>> BEGIN Data shown
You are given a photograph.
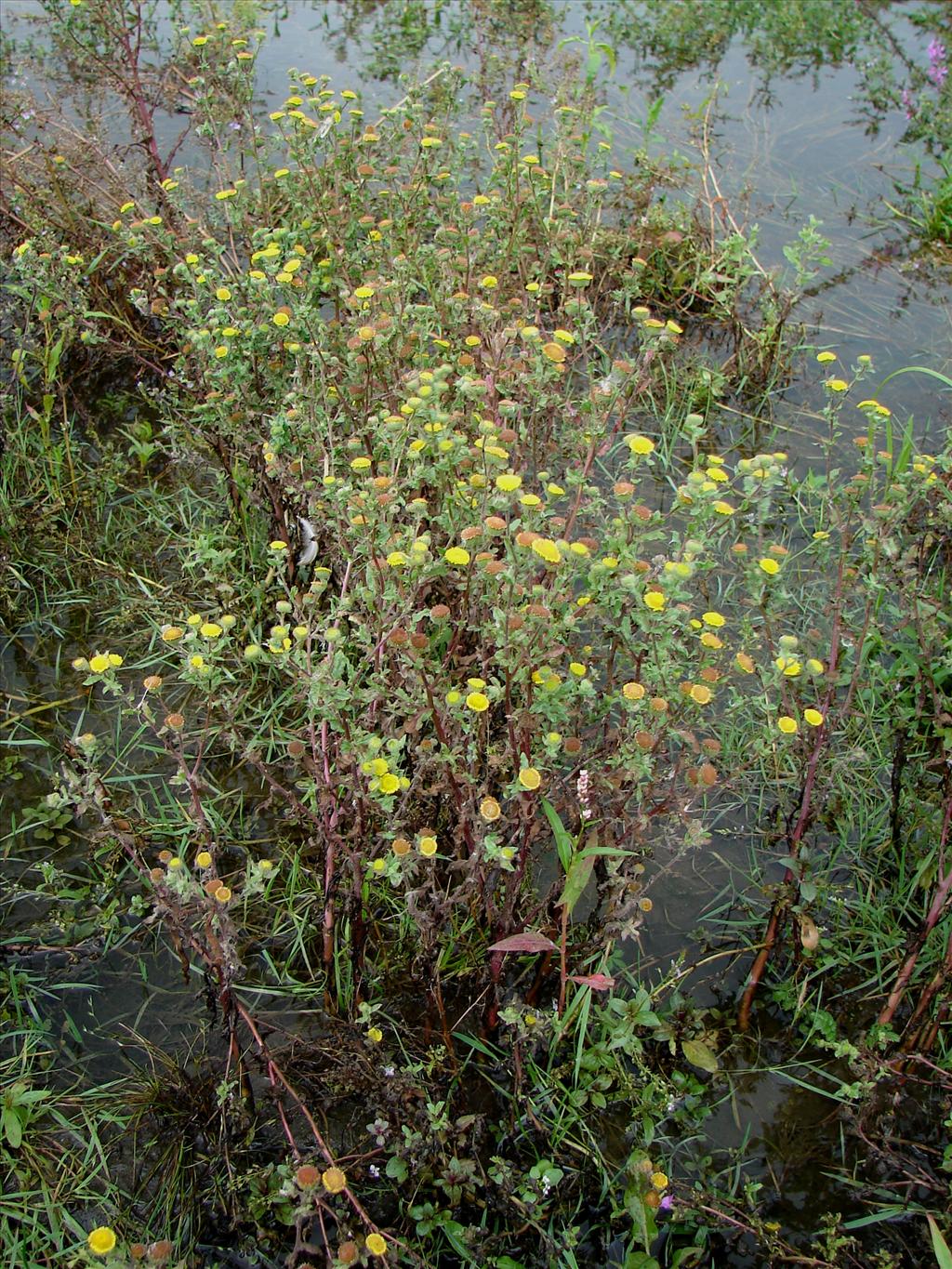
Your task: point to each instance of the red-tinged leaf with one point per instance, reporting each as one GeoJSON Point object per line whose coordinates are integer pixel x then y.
{"type": "Point", "coordinates": [527, 942]}
{"type": "Point", "coordinates": [597, 981]}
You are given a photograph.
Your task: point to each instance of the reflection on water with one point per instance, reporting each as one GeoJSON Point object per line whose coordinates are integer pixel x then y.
{"type": "Point", "coordinates": [801, 149]}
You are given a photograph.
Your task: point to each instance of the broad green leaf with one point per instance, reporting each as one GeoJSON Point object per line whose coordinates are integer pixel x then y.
{"type": "Point", "coordinates": [699, 1054]}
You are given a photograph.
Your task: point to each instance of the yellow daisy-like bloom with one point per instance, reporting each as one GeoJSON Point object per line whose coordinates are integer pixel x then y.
{"type": "Point", "coordinates": [490, 810]}
{"type": "Point", "coordinates": [101, 1240]}
{"type": "Point", "coordinates": [334, 1181]}
{"type": "Point", "coordinates": [548, 549]}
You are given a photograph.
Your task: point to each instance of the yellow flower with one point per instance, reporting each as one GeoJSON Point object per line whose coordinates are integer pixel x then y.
{"type": "Point", "coordinates": [490, 810]}
{"type": "Point", "coordinates": [101, 1240]}
{"type": "Point", "coordinates": [334, 1181]}
{"type": "Point", "coordinates": [548, 549]}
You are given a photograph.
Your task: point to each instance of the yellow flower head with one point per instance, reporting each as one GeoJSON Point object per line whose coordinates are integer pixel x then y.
{"type": "Point", "coordinates": [334, 1181]}
{"type": "Point", "coordinates": [548, 549]}
{"type": "Point", "coordinates": [101, 1240]}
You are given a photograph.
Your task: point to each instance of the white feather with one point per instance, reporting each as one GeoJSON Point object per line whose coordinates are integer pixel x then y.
{"type": "Point", "coordinates": [309, 543]}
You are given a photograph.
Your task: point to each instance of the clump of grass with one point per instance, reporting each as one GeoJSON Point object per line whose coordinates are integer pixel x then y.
{"type": "Point", "coordinates": [465, 623]}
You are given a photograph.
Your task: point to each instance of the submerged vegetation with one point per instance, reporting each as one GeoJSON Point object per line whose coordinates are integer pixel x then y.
{"type": "Point", "coordinates": [407, 583]}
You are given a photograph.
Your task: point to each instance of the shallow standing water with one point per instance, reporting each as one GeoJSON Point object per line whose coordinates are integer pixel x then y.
{"type": "Point", "coordinates": [798, 146]}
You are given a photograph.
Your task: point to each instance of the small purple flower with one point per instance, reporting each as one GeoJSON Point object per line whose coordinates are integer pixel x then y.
{"type": "Point", "coordinates": [938, 69]}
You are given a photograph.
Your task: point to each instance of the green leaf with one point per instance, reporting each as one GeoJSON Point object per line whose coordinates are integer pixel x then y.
{"type": "Point", "coordinates": [944, 1257]}
{"type": "Point", "coordinates": [699, 1054]}
{"type": "Point", "coordinates": [565, 843]}
{"type": "Point", "coordinates": [576, 880]}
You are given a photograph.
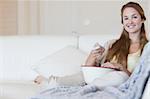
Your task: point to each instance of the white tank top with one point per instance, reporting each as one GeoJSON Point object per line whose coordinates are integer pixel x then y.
{"type": "Point", "coordinates": [133, 60]}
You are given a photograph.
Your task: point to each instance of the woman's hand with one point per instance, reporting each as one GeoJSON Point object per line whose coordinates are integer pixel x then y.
>> END Data shown
Directive:
Repeat the material above verbatim. Leave the pictures behind.

Reply to the exercise:
You are given a photograph.
Your task: point to each instance of the red-tinged leaf with one point per instance, reporting each as one GeoJSON Point object per line whose coordinates are integer pixel x then y.
{"type": "Point", "coordinates": [527, 942]}
{"type": "Point", "coordinates": [597, 981]}
You are given a photograph.
Your task: point to each instance of the reflection on water with one point per instance, reporting each as one GeoJSON Point object per line whose coordinates are integer pixel x then y.
{"type": "Point", "coordinates": [801, 149]}
You are given a photograph.
Your task: point to each instance of the broad green leaf with one point per instance, reporting each as one GeoJSON Point object per line whose coordinates are integer pixel x then y.
{"type": "Point", "coordinates": [699, 1054]}
You are given a photograph.
Your task: point to each instance of the yellow daisy-like bloom with one point per instance, reporting each as one GeoJSON Point object per line whose coordinates are integer pixel x then y.
{"type": "Point", "coordinates": [490, 810]}
{"type": "Point", "coordinates": [101, 1240]}
{"type": "Point", "coordinates": [334, 1181]}
{"type": "Point", "coordinates": [548, 549]}
You are given a photograph.
Your task: point to each instance of the yellow flower with one point per instance, reporting each as one GeoJSON Point object per line whose coordinates are integer pixel x then y.
{"type": "Point", "coordinates": [490, 810]}
{"type": "Point", "coordinates": [101, 1240]}
{"type": "Point", "coordinates": [334, 1181]}
{"type": "Point", "coordinates": [548, 549]}
You are given a photograph.
Your task: point to each instance of the yellow flower head with one point per instance, reporting each as one GeoJSON Point object per line whose coordinates are integer pixel x then y.
{"type": "Point", "coordinates": [334, 1181]}
{"type": "Point", "coordinates": [548, 549]}
{"type": "Point", "coordinates": [101, 1240]}
You are given a photograph.
Your task: point to each instance of the white feather with one point per instance, reporting each as one GeoJSON Point object per line whose coordinates are integer pixel x then y.
{"type": "Point", "coordinates": [309, 543]}
You are given a photograph.
Your task: point to each instance of the clump of grass with one point per instance, reporting each as one GeoJSON Point object per line whose coordinates are integer pixel x then y.
{"type": "Point", "coordinates": [465, 623]}
You are given a photograph.
Your task: point to each instance of the submerged vegetation with one point per instance, reporting each as one GeoJSON Point object per line whose coordinates are integer pixel x then y.
{"type": "Point", "coordinates": [407, 583]}
You are given a photograph.
Your task: point to each instance of the shallow standing water with one point per instance, reporting each as one GeoJSON Point object per line whose coordinates are integer pixel x then y.
{"type": "Point", "coordinates": [798, 146]}
You are given a photograph.
Your task: point to each instance of the small purple flower with one point per instance, reporting each as one GeoJSON Point object per line whose coordinates are integer pixel x then y.
{"type": "Point", "coordinates": [938, 69]}
You are given a photograph.
Your task: point to each instance of the green leaf with one point per instance, reporting each as one GeoJSON Point object per line whose coordinates are integer pixel x then y.
{"type": "Point", "coordinates": [944, 1257]}
{"type": "Point", "coordinates": [699, 1054]}
{"type": "Point", "coordinates": [565, 843]}
{"type": "Point", "coordinates": [576, 880]}
You are given a photograph.
Your task: point to each instance of the white tank top with one point per instance, reporting each as one GeoJSON Point object per line whose coordinates are integer pixel x then y.
{"type": "Point", "coordinates": [133, 60]}
You are given a photograph.
Your task: point to each instance of the woman's hand with one point per instance, reporting each as one GeoJSON Point object per line whose coordinates are integer pixel x then y.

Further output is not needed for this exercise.